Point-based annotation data
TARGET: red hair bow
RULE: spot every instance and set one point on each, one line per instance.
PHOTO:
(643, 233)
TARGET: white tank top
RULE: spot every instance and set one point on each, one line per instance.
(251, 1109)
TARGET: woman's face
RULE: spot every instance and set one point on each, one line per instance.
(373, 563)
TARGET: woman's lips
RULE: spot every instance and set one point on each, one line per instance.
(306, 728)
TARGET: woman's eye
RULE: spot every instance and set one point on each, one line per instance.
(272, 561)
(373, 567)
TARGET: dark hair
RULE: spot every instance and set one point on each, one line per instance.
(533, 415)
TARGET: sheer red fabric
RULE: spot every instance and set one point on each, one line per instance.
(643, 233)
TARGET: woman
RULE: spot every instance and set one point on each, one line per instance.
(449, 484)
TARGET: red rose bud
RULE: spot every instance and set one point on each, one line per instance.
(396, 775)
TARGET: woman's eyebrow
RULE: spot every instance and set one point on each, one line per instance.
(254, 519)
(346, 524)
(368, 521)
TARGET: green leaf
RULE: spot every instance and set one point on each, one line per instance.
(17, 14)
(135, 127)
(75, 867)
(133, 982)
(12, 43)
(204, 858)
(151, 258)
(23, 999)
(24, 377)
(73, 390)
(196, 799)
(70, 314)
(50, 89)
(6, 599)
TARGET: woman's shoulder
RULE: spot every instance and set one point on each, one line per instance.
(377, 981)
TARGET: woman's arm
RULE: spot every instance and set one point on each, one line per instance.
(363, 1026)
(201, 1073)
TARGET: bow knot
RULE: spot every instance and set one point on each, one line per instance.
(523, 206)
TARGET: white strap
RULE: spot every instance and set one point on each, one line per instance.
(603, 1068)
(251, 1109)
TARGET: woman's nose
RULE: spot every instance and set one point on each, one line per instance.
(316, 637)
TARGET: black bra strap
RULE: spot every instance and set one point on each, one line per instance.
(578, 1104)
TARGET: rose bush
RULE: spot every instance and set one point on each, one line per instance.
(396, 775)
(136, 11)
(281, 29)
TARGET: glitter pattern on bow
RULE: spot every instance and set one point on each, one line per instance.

Problem to solve
Recast every line of the items above as a Markdown table with the columns Row and Line. Number the rows in order and leave out any blank lines.

Response to the exercise
| Row | Line |
|---|---|
| 1 | TARGET: red hair bow |
| 2 | RULE: spot every instance and set one point on each, one line per instance. |
| 3 | PHOTO: |
| 4 | (643, 233) |
| 5 | TARGET: white tank top |
| 6 | RULE: spot every instance and set one point on each, one line per instance. |
| 7 | (251, 1109) |
| 8 | TARGET: woman's face |
| 9 | RULE: spot every instance and set one point on each, one line per instance. |
| 10 | (373, 563) |
| 11 | TARGET: woman's lips |
| 12 | RULE: spot every instance and set one point on each, one line per instance. |
| 13 | (306, 728) |
| 14 | TARGET: woman's eye |
| 15 | RULE: spot every instance and set one point on each, one line per instance. |
| 16 | (272, 561) |
| 17 | (373, 567) |
| 18 | TARGET: dark hair |
| 19 | RULE: spot every instance and set one point on each, one line per instance. |
| 20 | (533, 415) |
| 21 | TARGET: sheer red fabric |
| 22 | RULE: spot every instance and set one point on each, one line per instance. |
| 23 | (643, 233) |
| 24 | TARGET: woman |
| 25 | RULE: spot every instance and set one point on each, one line per instance. |
| 26 | (449, 484) |
| 27 | TARGET: red rose bud |
| 28 | RULE: spot every instance and set one point on each, one line per instance. |
| 29 | (396, 775) |
| 30 | TARGET: woman's eyebrow |
| 31 | RULE: spot every instance and set one point on each, one line per instance. |
| 32 | (254, 519) |
| 33 | (346, 524) |
| 34 | (368, 521) |
| 35 | TARGET: green leaf |
| 36 | RULE: spot every instance and set one point on each, one line per instance. |
| 37 | (17, 14) |
| 38 | (135, 127) |
| 39 | (75, 867) |
| 40 | (133, 982) |
| 41 | (12, 43) |
| 42 | (204, 858) |
| 43 | (151, 258) |
| 44 | (23, 999) |
| 45 | (24, 377) |
| 46 | (73, 390) |
| 47 | (196, 799) |
| 48 | (70, 314) |
| 49 | (50, 89) |
| 50 | (6, 599) |
| 51 | TARGET: woman's shoulder |
| 52 | RULE: spot every instance and set one point on each, one line per instance. |
| 53 | (377, 981) |
| 54 | TARGET: woman's arm |
| 55 | RULE: spot every instance and set one point on each, one line per instance. |
| 56 | (363, 1026) |
| 57 | (201, 1073) |
| 58 | TARGET: bow knot |
| 59 | RULE: spot every instance and set one point on each, one line per instance. |
| 60 | (523, 206) |
| 61 | TARGET: white strap |
| 62 | RULE: spot every instance and set one point on each, one line per instance. |
| 63 | (603, 1068) |
| 64 | (251, 1109) |
| 65 | TARGET: woman's nose |
| 66 | RULE: spot every instance and set one point on each, one line per instance. |
| 67 | (316, 637) |
| 68 | TARGET: black bra strap |
| 69 | RULE: spot every instance and set one point on each, one line per instance. |
| 70 | (578, 1104) |
| 71 | TARGET: rose bush |
| 72 | RULE: spot every instance and set one point on each, one line per instance. |
| 73 | (396, 775) |
| 74 | (136, 11) |
| 75 | (281, 29) |
| 76 | TARGET: glitter pattern on bow |
| 77 | RULE: spot every instance and set one point on each, one line per instance. |